### Your task
Task for the records below: copy exactly, and only, the line containing "The output is" and every line after it to the end, with pictures left out.

[Collected data]
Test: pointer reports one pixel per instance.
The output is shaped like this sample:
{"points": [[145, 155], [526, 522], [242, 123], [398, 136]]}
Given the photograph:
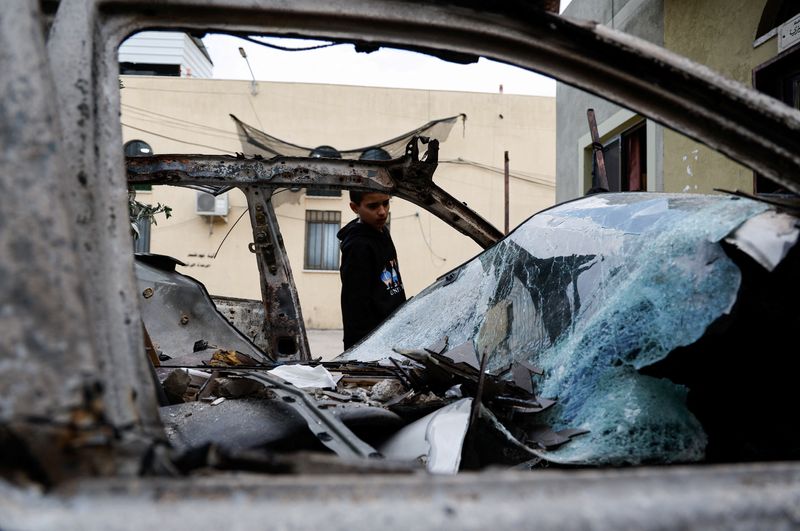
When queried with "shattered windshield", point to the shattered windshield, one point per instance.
{"points": [[591, 292]]}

### Solution
The output is shaped like this sample:
{"points": [[145, 155], [526, 522], [242, 123], [398, 136]]}
Given the photograph:
When queried with "shattered windshield", point to the shattered windshield, one point per instance.
{"points": [[591, 292]]}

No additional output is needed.